§ **Opdracht**
Geef alle records hieronder regel voor regel ongewijzigd weer.

[Records met grensannotaties]
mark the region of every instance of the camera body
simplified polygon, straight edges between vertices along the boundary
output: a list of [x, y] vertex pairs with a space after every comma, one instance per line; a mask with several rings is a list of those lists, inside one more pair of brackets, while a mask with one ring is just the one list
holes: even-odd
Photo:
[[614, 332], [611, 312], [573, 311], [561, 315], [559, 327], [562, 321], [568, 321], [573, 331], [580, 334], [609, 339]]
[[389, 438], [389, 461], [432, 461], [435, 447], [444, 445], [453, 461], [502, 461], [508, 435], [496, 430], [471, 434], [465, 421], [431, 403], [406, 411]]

§ **Verwacht antwoord**
mark the region of every instance of the camera body
simplified polygon, straight edges between vertices along the boundary
output: a list of [x, y] vertex pairs with a space after every comma, one instance per line; a mask with several rings is a list of those lists, inside one more pair of brackets, while a mask with one ring is just the one list
holes: even-odd
Photo:
[[614, 332], [611, 312], [573, 311], [561, 315], [559, 327], [562, 321], [568, 321], [573, 331], [580, 334], [609, 339]]
[[389, 438], [389, 461], [432, 461], [435, 447], [444, 445], [453, 461], [502, 461], [508, 435], [496, 430], [471, 434], [465, 421], [431, 403], [406, 411]]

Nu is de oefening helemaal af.